__What is needed__. Your answer should be an exact copy of all the entries, free of pictures.

= = = =

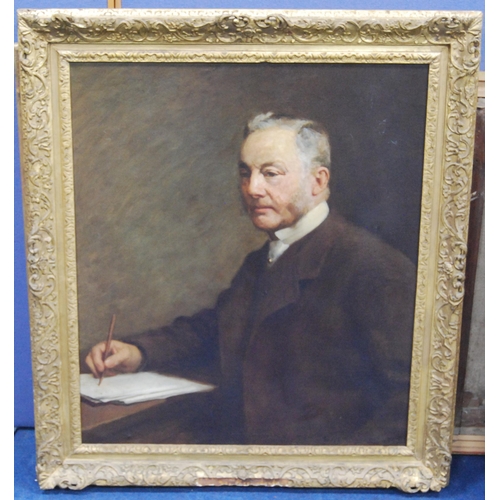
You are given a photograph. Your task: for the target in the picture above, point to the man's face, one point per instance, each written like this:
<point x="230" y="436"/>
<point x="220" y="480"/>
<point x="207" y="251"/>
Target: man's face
<point x="276" y="189"/>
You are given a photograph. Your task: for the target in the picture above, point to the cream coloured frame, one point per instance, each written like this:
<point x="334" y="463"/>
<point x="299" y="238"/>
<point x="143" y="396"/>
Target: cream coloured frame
<point x="50" y="40"/>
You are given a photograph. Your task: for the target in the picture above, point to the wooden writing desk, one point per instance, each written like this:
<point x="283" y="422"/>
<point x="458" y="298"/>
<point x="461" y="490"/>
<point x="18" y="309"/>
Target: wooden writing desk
<point x="182" y="419"/>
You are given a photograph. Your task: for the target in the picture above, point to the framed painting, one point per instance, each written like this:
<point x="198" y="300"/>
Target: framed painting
<point x="246" y="239"/>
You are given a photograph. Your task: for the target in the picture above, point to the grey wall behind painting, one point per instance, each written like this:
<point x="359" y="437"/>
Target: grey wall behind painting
<point x="160" y="227"/>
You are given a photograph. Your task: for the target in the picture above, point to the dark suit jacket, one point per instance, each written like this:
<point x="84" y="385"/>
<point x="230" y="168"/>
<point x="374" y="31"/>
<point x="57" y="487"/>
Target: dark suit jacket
<point x="314" y="350"/>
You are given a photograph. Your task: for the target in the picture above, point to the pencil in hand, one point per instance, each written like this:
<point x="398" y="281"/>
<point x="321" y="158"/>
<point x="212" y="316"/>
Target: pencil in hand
<point x="108" y="345"/>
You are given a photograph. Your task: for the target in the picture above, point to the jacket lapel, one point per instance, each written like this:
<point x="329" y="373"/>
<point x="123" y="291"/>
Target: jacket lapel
<point x="279" y="285"/>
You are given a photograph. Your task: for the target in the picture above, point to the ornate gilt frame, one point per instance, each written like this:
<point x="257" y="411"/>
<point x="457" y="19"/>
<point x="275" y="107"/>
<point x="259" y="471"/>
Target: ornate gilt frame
<point x="49" y="41"/>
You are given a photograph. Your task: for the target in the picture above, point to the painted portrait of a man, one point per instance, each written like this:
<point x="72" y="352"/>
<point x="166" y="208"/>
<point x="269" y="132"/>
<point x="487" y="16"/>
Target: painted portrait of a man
<point x="306" y="333"/>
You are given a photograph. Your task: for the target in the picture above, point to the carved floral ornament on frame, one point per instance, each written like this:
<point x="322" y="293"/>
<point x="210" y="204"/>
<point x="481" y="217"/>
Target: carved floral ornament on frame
<point x="131" y="127"/>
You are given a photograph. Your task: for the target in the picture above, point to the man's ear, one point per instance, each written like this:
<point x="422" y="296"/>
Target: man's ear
<point x="321" y="179"/>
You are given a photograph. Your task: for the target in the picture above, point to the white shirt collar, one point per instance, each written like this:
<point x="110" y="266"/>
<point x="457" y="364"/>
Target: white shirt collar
<point x="288" y="235"/>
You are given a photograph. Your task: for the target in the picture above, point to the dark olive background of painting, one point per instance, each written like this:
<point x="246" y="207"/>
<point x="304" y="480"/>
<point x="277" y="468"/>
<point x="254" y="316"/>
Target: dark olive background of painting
<point x="159" y="226"/>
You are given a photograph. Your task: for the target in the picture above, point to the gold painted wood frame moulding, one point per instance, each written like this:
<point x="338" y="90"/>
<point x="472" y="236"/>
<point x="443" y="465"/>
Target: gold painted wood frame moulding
<point x="51" y="40"/>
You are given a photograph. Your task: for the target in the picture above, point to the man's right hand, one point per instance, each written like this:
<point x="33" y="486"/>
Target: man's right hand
<point x="123" y="358"/>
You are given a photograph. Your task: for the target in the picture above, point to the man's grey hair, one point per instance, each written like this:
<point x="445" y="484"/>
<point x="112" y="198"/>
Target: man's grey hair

= = = =

__Written solution__.
You are given a photograph. Your task: for the target in the picture above, point to the man's face, one point per instance, each written like this:
<point x="230" y="436"/>
<point x="220" y="480"/>
<point x="207" y="251"/>
Target: man's face
<point x="276" y="189"/>
You are given a photograph. Your task: for the target in the picture above, point to the cream coloured frame, one point per instance, each written like this:
<point x="334" y="463"/>
<point x="299" y="238"/>
<point x="143" y="396"/>
Target: cream coloured frame
<point x="50" y="40"/>
You are given a photograph. Your task: for the target in the picture above, point to the wooden writing desk, one point per instance, each written like this:
<point x="283" y="422"/>
<point x="458" y="298"/>
<point x="461" y="490"/>
<point x="18" y="309"/>
Target: wooden writing desk
<point x="182" y="419"/>
You are given a photograph. Your task: for the target in the picture above, point to the framed painting, one point per instance, each written like this:
<point x="198" y="300"/>
Target: framed painting
<point x="246" y="239"/>
You are given a photograph. Your task: for the target in the picture above, point to the grey wall behind painting, one point per instance, each written like this:
<point x="359" y="437"/>
Target: grey wall behind painting
<point x="160" y="227"/>
You are given a photograph. Your task: for the target in the picture above, point to the dark suit jacket, one point per instance, each written like this:
<point x="84" y="385"/>
<point x="230" y="168"/>
<point x="374" y="31"/>
<point x="57" y="487"/>
Target: dark suit jacket
<point x="314" y="350"/>
You are given a photograph. Your task: for the target in the picture above, point to the pencil in hand, one point per instance, each written like this:
<point x="398" y="281"/>
<point x="321" y="158"/>
<point x="212" y="316"/>
Target: pencil in hand
<point x="108" y="345"/>
You are given a photograph. Your task: for the target in the picture above, point to the jacket lapel, one point per instance, each written like this:
<point x="329" y="373"/>
<point x="123" y="291"/>
Target: jacket lapel
<point x="279" y="285"/>
You are given a photograph. Your task: for the target in the picture above, point to the ornate gilt frame, one point per instance, each written like this:
<point x="257" y="411"/>
<point x="457" y="19"/>
<point x="275" y="107"/>
<point x="259" y="471"/>
Target: ornate gilt frame
<point x="49" y="41"/>
You are given a photograph. Your task: for the target in the picture above, point to the painted portrait of a man, one point per instance, each written like this:
<point x="72" y="352"/>
<point x="166" y="208"/>
<point x="269" y="132"/>
<point x="487" y="16"/>
Target: painted portrait of a man
<point x="306" y="333"/>
You are given a photograph. Your task: for the target in the picture above, point to the carved floral ornament on frame, one point per instance, each written like this:
<point x="322" y="293"/>
<point x="210" y="204"/>
<point x="481" y="217"/>
Target: carved floral ornament on frame
<point x="131" y="127"/>
You are given a photograph. Your task: for the target in the picture above, point to the man's ear, one point per instance, each written like this:
<point x="422" y="296"/>
Target: man's ear
<point x="321" y="179"/>
You are given a photograph. Your task: for the target in the picture above, point to the white shirt collar, one point per instance, each written like this:
<point x="110" y="266"/>
<point x="457" y="364"/>
Target: white shirt collar
<point x="288" y="235"/>
You are given a photograph. Your task: for the target in the picture above, point to the dark olive background of painting, one point per instance, each written like this:
<point x="246" y="207"/>
<point x="304" y="480"/>
<point x="277" y="468"/>
<point x="254" y="316"/>
Target: dark olive background of painting
<point x="159" y="226"/>
You are given a photograph. Your task: for the target in the picture above, point to the gold painted wood frame moulding, one point per instance, each written like this:
<point x="338" y="90"/>
<point x="472" y="236"/>
<point x="443" y="465"/>
Target: gold painted wood frame moulding
<point x="51" y="40"/>
You are given a photograph. Your task: for the target in the picture above, point to the man's right hand, one point per instance, each written like this:
<point x="33" y="486"/>
Target: man's right hand
<point x="123" y="358"/>
You are given a photograph. Your task: for the target in the picture above, point to the man's grey hair, one point per instance, each written like this:
<point x="445" y="484"/>
<point x="112" y="198"/>
Target: man's grey hair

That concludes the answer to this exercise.